*OBJECTIVE:*
Reproduce all of the lines below, requests included, and increase every polygon vertex coordinate in the answers by 56. Leave the requests and their sample outputs unchanged.

*THE DATA:*
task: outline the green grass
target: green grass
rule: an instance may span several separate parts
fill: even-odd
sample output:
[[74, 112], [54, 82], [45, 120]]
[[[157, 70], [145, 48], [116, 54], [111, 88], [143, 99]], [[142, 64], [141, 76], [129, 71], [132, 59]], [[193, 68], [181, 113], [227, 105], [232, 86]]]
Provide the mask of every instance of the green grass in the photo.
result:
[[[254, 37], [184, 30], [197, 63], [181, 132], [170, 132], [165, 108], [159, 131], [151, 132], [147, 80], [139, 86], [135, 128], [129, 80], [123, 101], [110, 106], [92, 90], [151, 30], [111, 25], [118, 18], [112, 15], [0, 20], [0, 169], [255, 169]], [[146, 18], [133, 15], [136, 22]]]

*PROBLEM SOLUTION:*
task: outline the green grass
target: green grass
rule: an instance may span several separate parts
fill: even-odd
sample output:
[[74, 112], [54, 82], [45, 120]]
[[[157, 70], [145, 48], [116, 54], [111, 88], [143, 99]], [[142, 64], [141, 76], [129, 71], [132, 59]], [[193, 68], [181, 113], [227, 105], [232, 86]]]
Provide the mask of every instance of the green grass in the photo.
result:
[[[310, 93], [240, 86], [253, 119], [237, 188], [226, 188], [221, 164], [215, 187], [207, 188], [203, 136], [195, 142], [191, 184], [185, 136], [179, 157], [166, 162], [148, 146], [207, 86], [167, 81], [174, 74], [168, 71], [56, 76], [56, 225], [311, 225]], [[202, 74], [189, 71], [192, 78]]]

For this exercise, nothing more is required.